** Source text **
---+---

The Decline of Coarse Grains and Traditional Diversity

Another worrying trend is the sharp fall in consumption of coarse grains like jowar, bajra, and ragi, which are often called millets. These grains are rich in fibre, minerals, and micronutrients such as iron and calcium. They are also more climate-resilient and require less water compared to rice and wheat, making them important for sustainable agriculture in a warming world.

However, per capita consumption of these coarse grains has fallen by almost 40 per cent in the past decade. Today, Indians meet only about 15 per cent of the recommended intake of millets and similar grains. Several factors are responsible for this decline. Public procurement and distribution systems have heavily favoured rice and wheat, influencing both farmers’ cropping decisions and consumers’ eating patterns. Urbanisation and changing aspirations have also played a role, as many people see rice and wheat as more “modern” or “refined” options compared to traditional millets.

---+---

(Coordinate labeling data)
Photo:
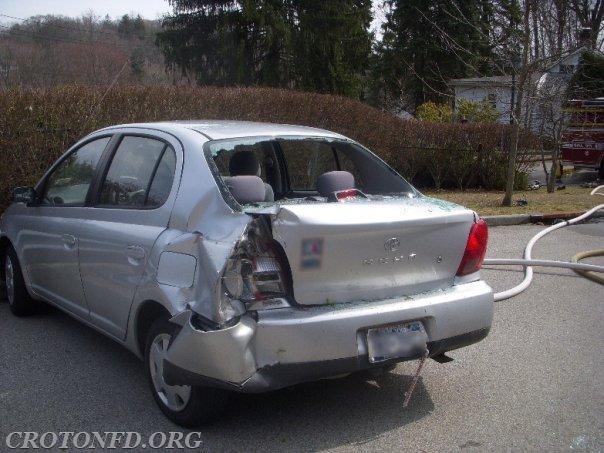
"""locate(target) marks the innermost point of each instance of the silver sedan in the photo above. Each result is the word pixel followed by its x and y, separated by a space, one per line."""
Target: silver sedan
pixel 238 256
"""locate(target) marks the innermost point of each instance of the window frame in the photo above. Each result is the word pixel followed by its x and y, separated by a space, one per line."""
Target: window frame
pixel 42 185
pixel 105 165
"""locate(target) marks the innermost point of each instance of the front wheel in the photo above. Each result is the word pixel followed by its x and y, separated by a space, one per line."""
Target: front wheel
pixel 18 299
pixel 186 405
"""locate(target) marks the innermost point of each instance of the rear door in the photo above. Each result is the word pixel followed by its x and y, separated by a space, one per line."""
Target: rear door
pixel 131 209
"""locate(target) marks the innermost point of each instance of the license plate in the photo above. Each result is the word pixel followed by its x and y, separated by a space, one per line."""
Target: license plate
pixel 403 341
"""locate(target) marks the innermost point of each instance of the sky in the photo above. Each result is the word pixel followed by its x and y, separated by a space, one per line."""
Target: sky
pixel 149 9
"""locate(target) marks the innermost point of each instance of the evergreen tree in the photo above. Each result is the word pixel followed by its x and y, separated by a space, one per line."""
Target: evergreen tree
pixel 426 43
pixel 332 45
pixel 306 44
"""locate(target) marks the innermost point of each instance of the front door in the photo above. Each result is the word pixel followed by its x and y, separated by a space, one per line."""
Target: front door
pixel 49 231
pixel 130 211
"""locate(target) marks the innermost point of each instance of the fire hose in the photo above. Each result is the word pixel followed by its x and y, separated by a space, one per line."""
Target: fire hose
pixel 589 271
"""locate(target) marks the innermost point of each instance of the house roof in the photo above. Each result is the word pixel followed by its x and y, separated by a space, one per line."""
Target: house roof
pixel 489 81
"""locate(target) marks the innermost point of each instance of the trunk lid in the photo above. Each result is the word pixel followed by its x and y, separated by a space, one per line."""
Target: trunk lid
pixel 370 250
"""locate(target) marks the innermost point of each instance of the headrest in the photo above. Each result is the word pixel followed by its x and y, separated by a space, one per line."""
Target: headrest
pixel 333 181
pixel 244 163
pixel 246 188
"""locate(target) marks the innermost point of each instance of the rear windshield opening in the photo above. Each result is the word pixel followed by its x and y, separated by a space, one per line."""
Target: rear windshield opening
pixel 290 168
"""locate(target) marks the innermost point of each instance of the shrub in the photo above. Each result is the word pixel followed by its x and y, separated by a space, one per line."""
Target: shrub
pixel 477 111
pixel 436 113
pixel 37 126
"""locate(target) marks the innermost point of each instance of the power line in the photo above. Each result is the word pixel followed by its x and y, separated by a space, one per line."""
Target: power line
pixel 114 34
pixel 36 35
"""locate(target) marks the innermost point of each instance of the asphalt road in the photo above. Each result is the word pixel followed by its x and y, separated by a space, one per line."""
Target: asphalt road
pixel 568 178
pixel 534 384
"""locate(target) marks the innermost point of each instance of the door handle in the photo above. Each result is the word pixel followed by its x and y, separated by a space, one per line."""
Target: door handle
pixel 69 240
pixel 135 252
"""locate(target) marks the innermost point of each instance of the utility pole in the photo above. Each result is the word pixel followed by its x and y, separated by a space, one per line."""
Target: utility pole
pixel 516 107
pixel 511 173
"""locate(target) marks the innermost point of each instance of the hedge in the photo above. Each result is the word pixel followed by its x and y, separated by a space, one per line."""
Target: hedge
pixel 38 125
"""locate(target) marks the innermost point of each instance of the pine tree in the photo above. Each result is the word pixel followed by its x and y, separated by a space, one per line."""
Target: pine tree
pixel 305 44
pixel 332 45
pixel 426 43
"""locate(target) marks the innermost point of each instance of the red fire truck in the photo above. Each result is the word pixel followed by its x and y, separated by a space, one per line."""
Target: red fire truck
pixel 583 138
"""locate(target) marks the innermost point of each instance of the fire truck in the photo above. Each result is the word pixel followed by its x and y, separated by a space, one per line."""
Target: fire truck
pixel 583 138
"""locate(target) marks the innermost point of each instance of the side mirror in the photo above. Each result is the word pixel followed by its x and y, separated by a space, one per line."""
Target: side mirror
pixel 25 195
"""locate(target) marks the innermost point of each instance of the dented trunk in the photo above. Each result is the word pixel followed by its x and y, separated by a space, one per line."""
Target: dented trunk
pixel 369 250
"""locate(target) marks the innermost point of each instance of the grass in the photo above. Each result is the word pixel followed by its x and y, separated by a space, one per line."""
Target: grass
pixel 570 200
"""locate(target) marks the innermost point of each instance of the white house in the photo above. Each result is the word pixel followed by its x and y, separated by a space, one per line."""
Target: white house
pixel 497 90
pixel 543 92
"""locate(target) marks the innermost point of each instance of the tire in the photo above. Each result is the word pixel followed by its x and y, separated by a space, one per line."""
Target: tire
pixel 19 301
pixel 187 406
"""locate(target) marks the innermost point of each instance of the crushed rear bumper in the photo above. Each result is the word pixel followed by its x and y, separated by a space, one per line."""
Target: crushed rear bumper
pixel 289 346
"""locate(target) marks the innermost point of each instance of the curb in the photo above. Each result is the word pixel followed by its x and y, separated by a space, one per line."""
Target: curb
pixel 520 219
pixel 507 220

---+---

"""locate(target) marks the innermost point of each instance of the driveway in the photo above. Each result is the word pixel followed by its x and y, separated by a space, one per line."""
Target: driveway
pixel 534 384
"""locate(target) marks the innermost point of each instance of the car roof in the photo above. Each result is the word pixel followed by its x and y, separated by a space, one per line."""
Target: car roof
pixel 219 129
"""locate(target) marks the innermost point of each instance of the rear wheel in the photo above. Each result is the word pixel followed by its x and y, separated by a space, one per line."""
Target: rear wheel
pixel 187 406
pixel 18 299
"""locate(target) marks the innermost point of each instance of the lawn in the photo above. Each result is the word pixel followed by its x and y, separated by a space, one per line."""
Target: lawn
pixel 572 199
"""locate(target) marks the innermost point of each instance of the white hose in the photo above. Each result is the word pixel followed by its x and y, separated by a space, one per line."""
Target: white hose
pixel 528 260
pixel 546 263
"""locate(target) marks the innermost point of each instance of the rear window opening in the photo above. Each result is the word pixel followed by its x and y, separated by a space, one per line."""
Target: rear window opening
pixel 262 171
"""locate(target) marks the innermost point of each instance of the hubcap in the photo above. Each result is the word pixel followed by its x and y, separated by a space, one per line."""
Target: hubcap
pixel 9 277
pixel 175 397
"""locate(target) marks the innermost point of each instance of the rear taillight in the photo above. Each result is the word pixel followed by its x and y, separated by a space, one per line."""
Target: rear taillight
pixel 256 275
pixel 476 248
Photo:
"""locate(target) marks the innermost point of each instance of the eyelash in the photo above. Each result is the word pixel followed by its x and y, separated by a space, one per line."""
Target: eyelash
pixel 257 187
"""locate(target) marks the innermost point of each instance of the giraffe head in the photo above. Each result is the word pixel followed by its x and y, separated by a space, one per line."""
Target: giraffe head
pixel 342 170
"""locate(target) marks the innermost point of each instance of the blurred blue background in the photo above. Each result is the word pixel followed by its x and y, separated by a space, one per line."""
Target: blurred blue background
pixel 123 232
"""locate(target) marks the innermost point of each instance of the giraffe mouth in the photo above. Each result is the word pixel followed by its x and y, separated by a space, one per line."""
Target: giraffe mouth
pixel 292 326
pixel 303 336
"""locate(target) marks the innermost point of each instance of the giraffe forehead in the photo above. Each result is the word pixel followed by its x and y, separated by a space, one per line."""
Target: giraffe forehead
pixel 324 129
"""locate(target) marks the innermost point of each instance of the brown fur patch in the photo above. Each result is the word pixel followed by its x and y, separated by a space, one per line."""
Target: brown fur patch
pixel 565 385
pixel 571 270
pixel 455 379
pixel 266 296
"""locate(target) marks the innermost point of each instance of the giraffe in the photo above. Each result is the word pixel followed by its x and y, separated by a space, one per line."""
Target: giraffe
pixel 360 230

---+---

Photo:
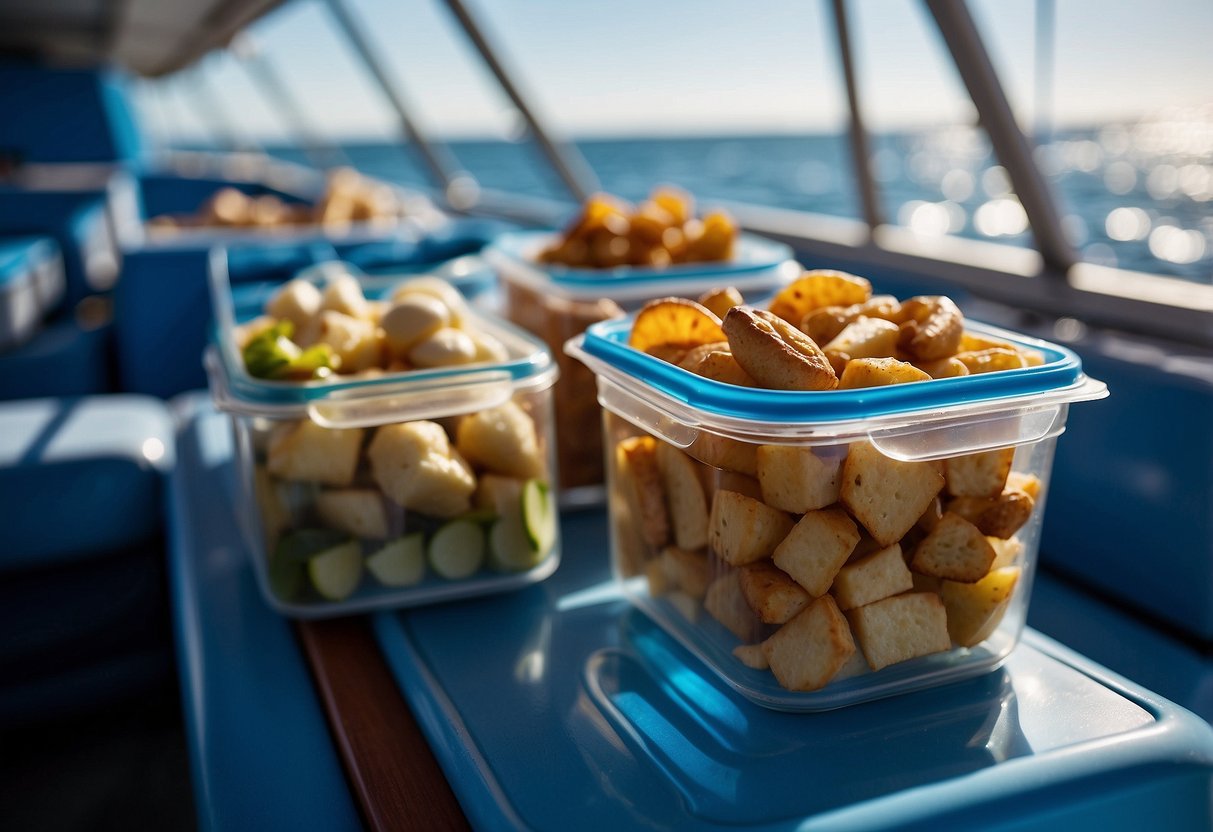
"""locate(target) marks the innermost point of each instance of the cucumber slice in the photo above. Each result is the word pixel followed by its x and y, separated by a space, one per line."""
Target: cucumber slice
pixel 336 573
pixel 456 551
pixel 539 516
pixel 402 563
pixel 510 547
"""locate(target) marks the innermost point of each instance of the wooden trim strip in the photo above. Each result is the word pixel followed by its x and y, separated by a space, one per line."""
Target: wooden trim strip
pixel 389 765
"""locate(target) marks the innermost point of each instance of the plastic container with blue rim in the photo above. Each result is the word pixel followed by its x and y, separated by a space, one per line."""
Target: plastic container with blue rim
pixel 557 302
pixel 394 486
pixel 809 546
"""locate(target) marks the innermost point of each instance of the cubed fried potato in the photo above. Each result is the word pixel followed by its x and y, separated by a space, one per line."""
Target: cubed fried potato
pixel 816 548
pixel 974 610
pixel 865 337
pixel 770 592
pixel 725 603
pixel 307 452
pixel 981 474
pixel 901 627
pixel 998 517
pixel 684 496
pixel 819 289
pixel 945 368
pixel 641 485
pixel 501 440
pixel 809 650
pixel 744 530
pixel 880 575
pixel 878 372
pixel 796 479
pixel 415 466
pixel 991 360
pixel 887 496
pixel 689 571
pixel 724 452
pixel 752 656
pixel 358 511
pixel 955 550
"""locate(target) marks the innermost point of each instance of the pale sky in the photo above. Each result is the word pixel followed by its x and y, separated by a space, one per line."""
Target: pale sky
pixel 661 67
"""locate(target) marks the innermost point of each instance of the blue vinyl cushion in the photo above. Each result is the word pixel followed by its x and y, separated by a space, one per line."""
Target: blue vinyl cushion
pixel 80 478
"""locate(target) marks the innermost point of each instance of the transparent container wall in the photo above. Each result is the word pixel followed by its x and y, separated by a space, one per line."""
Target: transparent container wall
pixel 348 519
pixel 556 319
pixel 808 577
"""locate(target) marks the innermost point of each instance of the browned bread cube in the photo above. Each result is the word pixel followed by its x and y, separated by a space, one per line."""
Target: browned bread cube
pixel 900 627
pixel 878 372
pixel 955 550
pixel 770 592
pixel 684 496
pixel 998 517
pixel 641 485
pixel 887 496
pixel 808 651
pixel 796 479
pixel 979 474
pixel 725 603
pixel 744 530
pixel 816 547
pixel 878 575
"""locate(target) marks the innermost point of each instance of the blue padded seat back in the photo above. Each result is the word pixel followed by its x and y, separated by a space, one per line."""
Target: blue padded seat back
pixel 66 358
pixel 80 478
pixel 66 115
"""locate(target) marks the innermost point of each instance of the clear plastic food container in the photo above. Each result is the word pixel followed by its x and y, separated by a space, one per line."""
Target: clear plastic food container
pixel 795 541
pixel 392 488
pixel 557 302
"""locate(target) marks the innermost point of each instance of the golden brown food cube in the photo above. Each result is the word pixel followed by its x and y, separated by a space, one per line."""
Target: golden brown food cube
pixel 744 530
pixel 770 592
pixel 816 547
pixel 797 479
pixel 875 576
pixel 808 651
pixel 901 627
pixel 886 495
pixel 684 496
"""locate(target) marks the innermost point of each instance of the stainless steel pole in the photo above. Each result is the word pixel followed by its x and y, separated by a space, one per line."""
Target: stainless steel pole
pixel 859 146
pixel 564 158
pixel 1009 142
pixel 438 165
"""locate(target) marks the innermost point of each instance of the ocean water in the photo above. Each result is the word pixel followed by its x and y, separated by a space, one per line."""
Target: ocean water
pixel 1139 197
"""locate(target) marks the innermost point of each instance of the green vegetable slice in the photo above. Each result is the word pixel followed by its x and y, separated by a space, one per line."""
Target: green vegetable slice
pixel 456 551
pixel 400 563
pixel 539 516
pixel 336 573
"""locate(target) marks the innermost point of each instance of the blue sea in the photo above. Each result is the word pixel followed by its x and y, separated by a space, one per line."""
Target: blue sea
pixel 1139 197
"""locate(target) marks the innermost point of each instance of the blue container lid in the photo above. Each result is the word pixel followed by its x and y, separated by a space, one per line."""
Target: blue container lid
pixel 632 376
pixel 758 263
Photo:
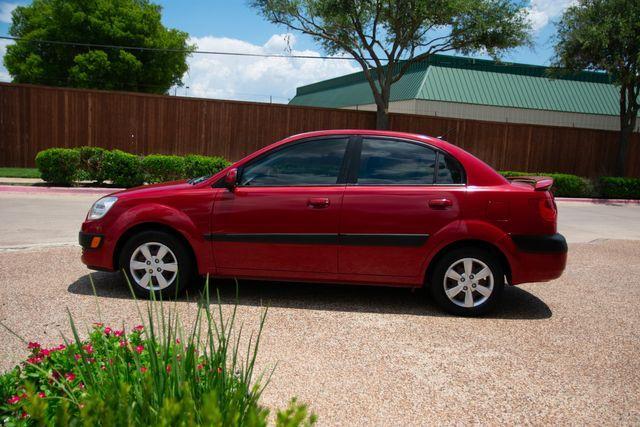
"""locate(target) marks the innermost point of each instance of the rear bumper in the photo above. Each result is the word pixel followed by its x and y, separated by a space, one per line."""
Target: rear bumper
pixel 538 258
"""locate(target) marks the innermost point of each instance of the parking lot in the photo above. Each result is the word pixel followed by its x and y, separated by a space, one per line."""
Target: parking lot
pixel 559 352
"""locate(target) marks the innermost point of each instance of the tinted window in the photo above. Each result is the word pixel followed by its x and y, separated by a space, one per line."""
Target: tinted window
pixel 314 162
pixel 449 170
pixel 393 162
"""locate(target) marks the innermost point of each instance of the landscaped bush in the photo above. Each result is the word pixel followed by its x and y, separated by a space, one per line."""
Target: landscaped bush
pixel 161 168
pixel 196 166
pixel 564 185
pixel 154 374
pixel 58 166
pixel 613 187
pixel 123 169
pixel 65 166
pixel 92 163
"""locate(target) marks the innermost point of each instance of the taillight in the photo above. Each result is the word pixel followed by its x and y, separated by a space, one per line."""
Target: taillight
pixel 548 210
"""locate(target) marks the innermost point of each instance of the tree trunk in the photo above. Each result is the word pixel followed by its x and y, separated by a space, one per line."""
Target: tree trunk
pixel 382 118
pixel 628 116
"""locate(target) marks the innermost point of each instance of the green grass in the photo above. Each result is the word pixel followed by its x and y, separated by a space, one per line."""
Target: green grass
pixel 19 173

---+---

** Challenges **
A. Answer these questions using the passage on coarse grains:
(i) Which two micronutrients does it name as found in coarse grains?
(ii) By about how much has per capita consumption of coarse grains fallen in the past decade?
(iii) What share of the recommended intake of millets and similar grains do Indians meet today?
B. From the passage on coarse grains, copy the part that begins at the words "However, per capita" and stops after "to traditional millets.".
The items have no role in this work.

** Answers **
A.
(i) Iron and calcium
(ii) Almost 40 per cent
(iii) About 15 per cent

B.
However, per capita consumption of these coarse grains has fallen by almost 40 per cent in the past decade. Today, Indians meet only about 15 per cent of the recommended intake of millets and similar grains. Several factors are responsible for this decline. Public procurement and distribution systems have heavily favoured rice and wheat, influencing both farmers’ cropping decisions and consumers’ eating patterns. Urbanisation and changing aspirations have also played a role, as many people see rice and wheat as more “modern” or “refined” options compared to traditional millets.